- **INPUT ROWS**:
^^^^^^^^

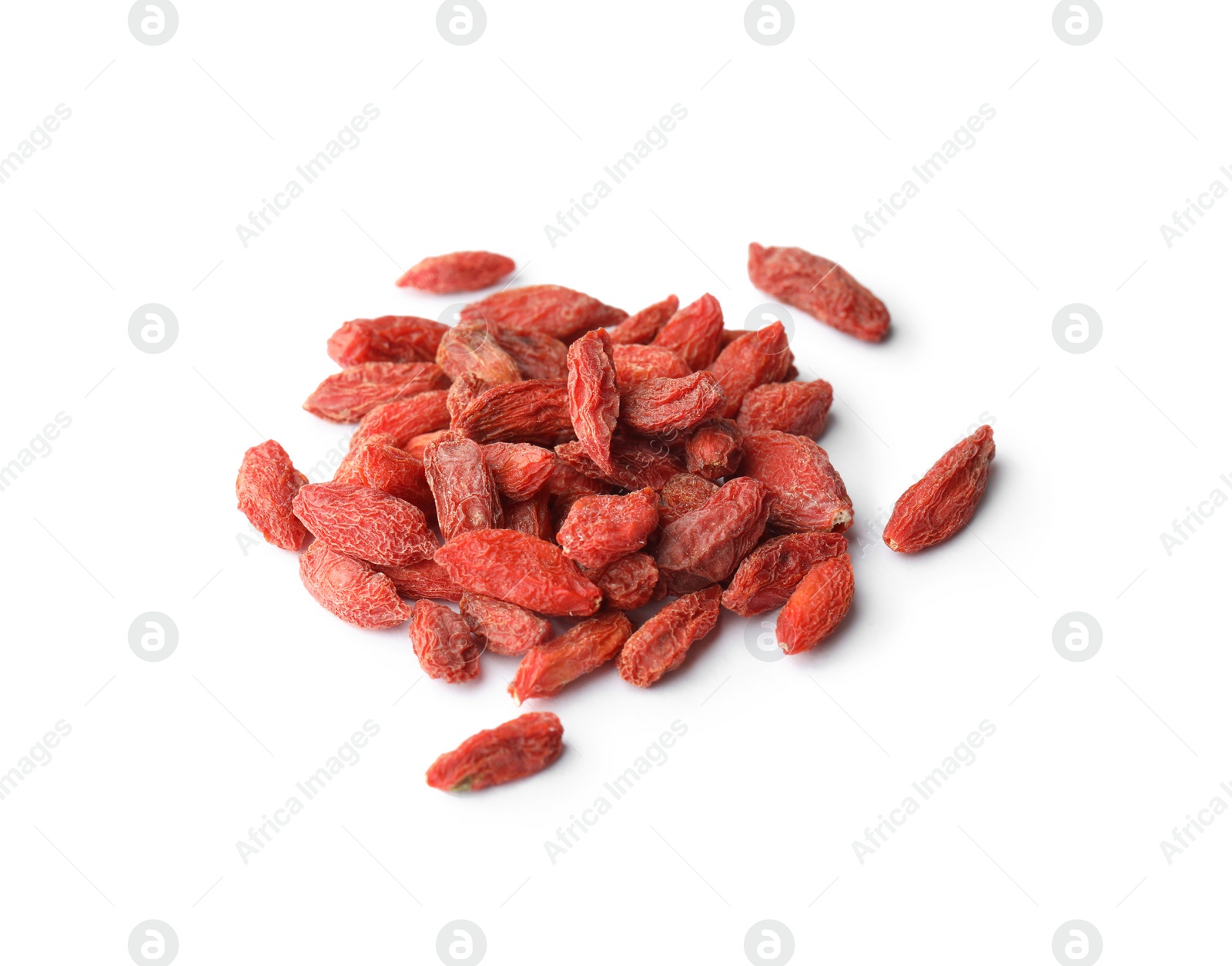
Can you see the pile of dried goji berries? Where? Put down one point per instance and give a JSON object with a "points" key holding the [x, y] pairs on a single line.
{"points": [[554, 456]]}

^^^^^^^^

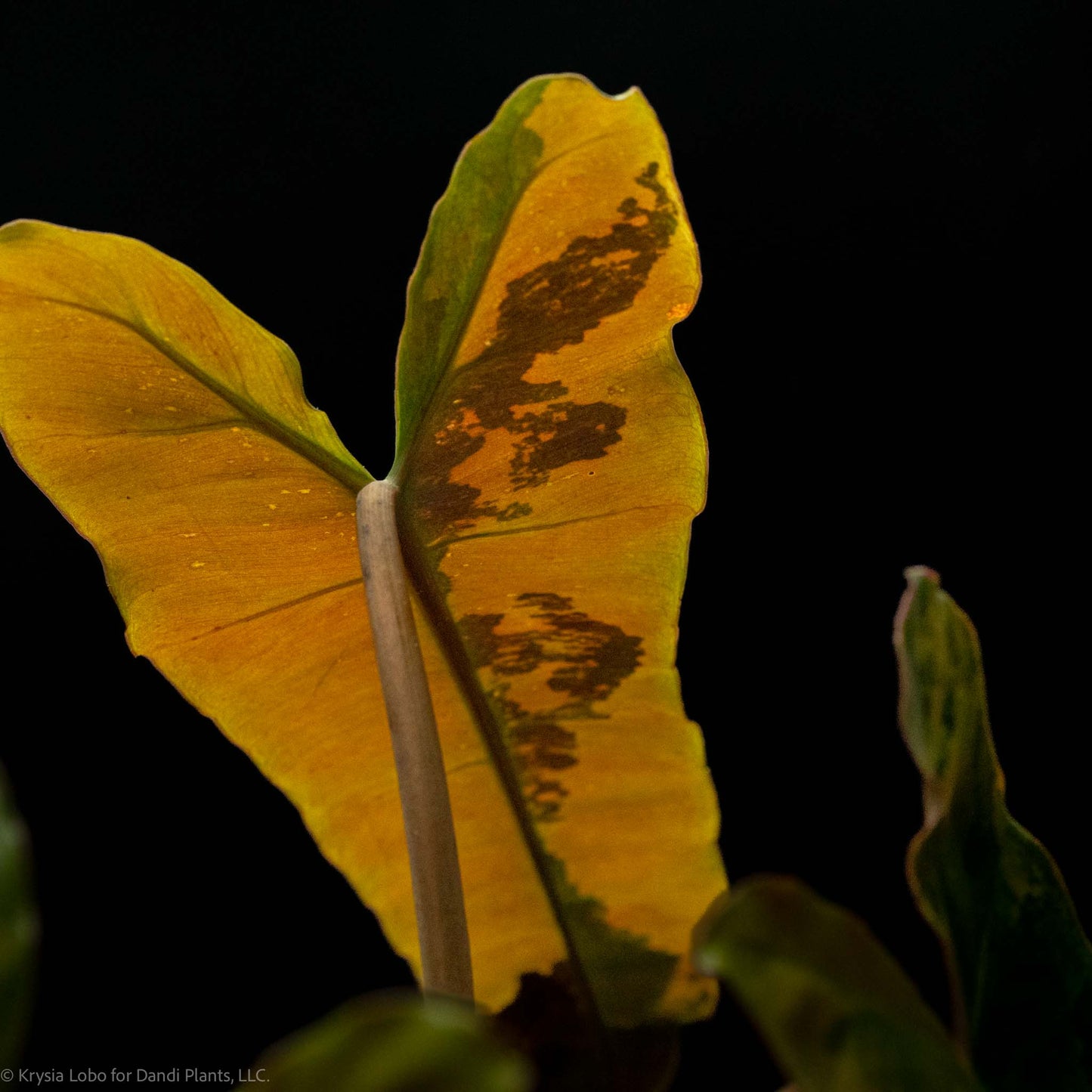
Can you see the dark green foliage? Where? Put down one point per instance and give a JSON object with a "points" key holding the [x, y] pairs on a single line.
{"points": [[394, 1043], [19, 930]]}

^^^^^^^^

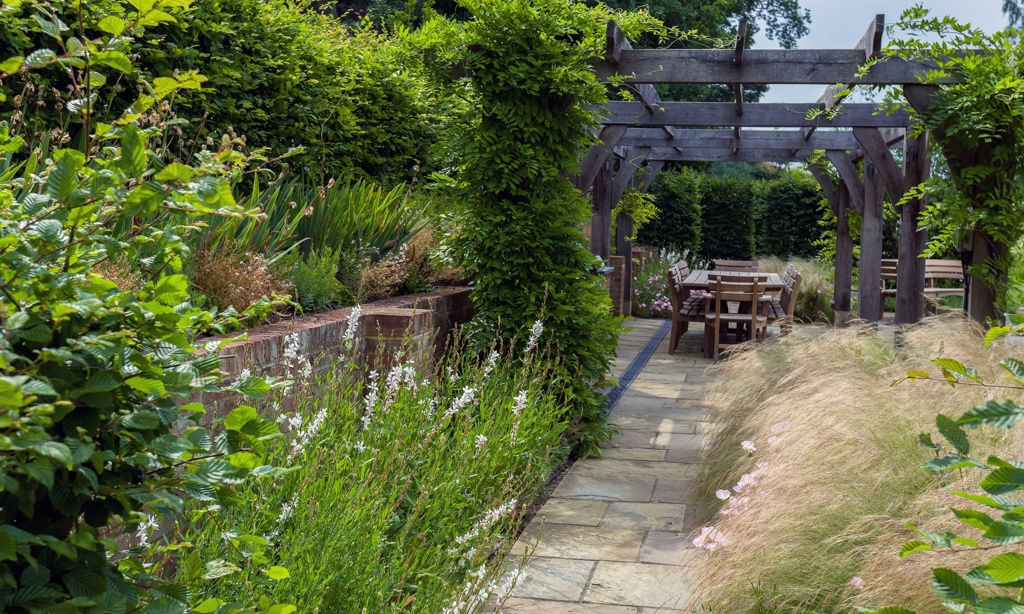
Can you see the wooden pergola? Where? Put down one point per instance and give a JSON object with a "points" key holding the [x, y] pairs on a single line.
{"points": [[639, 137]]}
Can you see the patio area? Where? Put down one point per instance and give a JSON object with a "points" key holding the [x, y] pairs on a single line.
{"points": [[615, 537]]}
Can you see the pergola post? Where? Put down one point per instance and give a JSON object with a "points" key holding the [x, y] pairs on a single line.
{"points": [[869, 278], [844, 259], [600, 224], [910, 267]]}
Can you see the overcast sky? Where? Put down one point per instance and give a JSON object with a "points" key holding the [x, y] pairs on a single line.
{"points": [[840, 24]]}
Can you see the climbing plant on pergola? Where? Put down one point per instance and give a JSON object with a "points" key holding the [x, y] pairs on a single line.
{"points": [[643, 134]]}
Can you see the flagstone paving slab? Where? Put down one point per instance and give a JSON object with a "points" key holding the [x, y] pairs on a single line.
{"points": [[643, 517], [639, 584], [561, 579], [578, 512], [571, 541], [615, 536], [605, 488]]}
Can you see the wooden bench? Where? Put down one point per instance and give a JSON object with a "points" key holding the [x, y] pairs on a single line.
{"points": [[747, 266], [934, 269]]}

^^^^^^^^

- **DIRECTIONS**: Gather and copy out every line of the listing above that contains the word "with".

- **OUTPUT OF THE TASK**:
Can you see the pile of dried goji berries? Where? Put down one point per instance and give a JSON object with a "points" key holding the [x, y] pairs on a single line.
Can you see the dark green foliage? Where? Put down one point per instance and give a JSON object with a "points" key holding the [x, y] pairs on a single line.
Can you see the wooden pergola? Where? Put down one point per instance and give a JSON object with a "points" key holding the [x, y] pairs on a single line.
Can you see the patio area? Where? Put down one point per instance and give a JSON object with a "points" key holding the [x, y] pairs on a single line.
Can you see the pergola post? Where? Put down one point per instance and give a JSON object with a "points" key holding the [x, y] pairs on a single line.
Can you see the overcast sky? Where? Put down one point per instance and give a JSON object with a "points" key holding the [x, y] pairs on a single line.
Can you see the climbing plant on pergola? Where? Put down one point per instance and give a JSON object with a "points" key holding the [x, y] pairs on a single line.
Can you see the flagstone paving slab? Where? Put down one point per instance and give a JSON object with a "points" key holding the [x, y] pairs on a single line.
Can you see the wooden bench? Where? Put down one point per instance and give a JSON object with a "points" key holding the [x, y] pairs on a single line.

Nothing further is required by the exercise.